Update the Hare–Hawes–Cutting Act excerpt by writing out the stretch from "The Hare–Hawes–Cutting Act passed" through "on Philippine imports." with "tariffs" changed to "duties".
___ Excerpt
The Hare–Hawes–Cutting Act passed to authors Congress Butler B. Hare, Senator Harry B. Hawes and Senator Bronson M. Cutting. (ch. 11, , enacted January 17, 1933) The Hare–Hawes–Cutting Act was the first US law passed setting a process and a date for the Philippines to gain independence from the United States. It was the result of the OsRox Mission led by Sergio Osmeña and Manuel Roxas.  The law promised Philippine independence after 10 years, but reserved several military and naval bases for the United States, as well as imposed tariffs and quotas on Philippine imports.
______
___ Data extract
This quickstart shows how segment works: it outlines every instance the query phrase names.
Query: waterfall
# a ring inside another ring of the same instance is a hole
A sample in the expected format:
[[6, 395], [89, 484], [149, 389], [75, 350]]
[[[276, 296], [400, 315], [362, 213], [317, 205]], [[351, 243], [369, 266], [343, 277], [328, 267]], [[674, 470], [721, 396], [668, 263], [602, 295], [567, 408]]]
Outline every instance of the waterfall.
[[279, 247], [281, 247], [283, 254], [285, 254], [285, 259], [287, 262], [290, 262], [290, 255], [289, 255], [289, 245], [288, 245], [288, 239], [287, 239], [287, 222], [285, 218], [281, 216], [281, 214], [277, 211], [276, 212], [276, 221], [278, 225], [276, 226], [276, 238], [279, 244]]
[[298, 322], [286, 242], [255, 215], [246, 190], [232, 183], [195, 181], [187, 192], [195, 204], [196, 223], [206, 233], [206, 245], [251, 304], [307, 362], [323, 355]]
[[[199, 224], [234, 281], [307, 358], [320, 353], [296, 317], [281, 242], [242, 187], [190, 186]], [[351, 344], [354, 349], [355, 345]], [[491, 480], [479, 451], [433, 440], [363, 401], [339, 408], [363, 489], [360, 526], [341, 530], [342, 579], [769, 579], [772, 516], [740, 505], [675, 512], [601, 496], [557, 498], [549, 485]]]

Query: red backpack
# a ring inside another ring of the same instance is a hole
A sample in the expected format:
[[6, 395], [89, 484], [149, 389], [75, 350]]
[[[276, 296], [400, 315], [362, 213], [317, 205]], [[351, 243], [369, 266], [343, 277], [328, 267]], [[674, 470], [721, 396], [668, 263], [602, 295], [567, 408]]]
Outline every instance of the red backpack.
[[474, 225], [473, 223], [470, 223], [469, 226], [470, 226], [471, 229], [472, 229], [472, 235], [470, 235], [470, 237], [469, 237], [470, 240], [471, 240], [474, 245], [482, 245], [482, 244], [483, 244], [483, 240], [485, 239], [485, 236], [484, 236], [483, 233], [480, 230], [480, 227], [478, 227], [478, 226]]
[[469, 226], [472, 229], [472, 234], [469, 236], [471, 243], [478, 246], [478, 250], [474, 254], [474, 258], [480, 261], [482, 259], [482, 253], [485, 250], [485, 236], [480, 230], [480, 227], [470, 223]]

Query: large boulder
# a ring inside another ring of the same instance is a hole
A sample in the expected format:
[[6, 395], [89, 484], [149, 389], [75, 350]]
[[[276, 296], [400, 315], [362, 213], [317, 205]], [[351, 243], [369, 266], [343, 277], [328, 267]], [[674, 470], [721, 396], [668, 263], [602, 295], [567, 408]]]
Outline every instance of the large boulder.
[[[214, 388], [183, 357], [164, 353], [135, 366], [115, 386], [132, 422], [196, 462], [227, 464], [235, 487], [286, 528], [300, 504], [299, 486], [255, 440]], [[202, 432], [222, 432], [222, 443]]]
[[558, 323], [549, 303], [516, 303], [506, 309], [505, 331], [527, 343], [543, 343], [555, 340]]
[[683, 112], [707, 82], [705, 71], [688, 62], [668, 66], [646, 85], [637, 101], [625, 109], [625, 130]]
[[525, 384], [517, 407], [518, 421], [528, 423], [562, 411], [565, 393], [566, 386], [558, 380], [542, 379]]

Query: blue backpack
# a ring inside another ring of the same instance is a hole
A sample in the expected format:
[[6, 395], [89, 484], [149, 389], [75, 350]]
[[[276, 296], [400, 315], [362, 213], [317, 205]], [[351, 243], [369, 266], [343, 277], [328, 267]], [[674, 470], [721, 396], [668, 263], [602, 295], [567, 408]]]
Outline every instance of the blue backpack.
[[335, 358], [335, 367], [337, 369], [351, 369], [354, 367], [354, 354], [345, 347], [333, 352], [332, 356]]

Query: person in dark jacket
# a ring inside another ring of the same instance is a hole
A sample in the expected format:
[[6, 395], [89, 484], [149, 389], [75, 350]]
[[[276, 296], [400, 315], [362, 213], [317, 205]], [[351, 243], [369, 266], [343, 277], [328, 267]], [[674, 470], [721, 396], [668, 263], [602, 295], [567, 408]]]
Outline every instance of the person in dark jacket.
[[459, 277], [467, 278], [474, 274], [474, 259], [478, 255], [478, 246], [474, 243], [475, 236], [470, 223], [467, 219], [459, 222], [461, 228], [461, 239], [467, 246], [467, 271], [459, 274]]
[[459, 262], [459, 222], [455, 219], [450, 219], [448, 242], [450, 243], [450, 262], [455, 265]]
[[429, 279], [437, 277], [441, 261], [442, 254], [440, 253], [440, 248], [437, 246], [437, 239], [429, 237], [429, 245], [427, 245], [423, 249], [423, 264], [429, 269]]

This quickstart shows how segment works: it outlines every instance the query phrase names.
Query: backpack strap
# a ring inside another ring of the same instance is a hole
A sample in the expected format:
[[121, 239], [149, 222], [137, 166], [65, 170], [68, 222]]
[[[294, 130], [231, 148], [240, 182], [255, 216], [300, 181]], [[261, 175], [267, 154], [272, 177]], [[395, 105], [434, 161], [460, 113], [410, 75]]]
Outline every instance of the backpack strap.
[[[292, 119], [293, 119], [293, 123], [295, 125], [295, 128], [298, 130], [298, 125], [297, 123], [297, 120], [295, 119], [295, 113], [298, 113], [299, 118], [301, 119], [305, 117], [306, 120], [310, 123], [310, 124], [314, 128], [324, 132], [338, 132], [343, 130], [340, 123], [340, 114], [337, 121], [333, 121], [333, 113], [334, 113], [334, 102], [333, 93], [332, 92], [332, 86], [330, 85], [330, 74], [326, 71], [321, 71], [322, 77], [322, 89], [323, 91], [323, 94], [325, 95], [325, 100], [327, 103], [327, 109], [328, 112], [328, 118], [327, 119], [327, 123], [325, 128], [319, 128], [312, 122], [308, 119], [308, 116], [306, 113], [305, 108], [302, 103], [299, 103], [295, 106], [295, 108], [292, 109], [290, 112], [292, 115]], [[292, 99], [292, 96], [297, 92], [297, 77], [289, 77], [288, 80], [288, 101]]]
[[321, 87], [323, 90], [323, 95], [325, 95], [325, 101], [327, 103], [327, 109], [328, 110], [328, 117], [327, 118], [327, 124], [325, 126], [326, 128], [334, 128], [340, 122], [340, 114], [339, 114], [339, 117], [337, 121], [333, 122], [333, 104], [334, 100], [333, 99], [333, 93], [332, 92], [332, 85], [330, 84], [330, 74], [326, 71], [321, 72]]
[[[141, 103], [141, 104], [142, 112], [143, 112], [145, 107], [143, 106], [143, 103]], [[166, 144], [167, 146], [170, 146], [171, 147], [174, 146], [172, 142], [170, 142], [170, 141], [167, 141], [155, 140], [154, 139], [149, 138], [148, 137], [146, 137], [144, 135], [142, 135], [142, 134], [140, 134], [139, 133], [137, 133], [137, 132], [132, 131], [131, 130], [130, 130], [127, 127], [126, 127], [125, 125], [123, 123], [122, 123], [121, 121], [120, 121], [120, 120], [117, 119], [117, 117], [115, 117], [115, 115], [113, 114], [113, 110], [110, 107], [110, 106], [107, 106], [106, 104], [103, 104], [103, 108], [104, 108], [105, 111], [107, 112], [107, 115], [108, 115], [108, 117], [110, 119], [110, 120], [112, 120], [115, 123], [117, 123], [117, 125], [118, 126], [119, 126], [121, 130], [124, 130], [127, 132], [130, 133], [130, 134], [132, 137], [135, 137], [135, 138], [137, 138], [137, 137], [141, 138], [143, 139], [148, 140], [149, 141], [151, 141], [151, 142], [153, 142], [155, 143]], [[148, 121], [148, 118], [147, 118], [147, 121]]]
______
» **Full output**
The Hare–Hawes–Cutting Act passed to authors Congress Butler B. Hare, Senator Harry B. Hawes and Senator Bronson M. Cutting. (ch. 11, , enacted January 17, 1933) The Hare–Hawes–Cutting Act was the first US law passed setting a process and a date for the Philippines to gain independence from the United States. It was the result of the OsRox Mission led by Sergio Osmeña and Manuel Roxas.  The law promised Philippine independence after 10 years, but reserved several military and naval bases for the United States, as well as imposed duties and quotas on Philippine imports.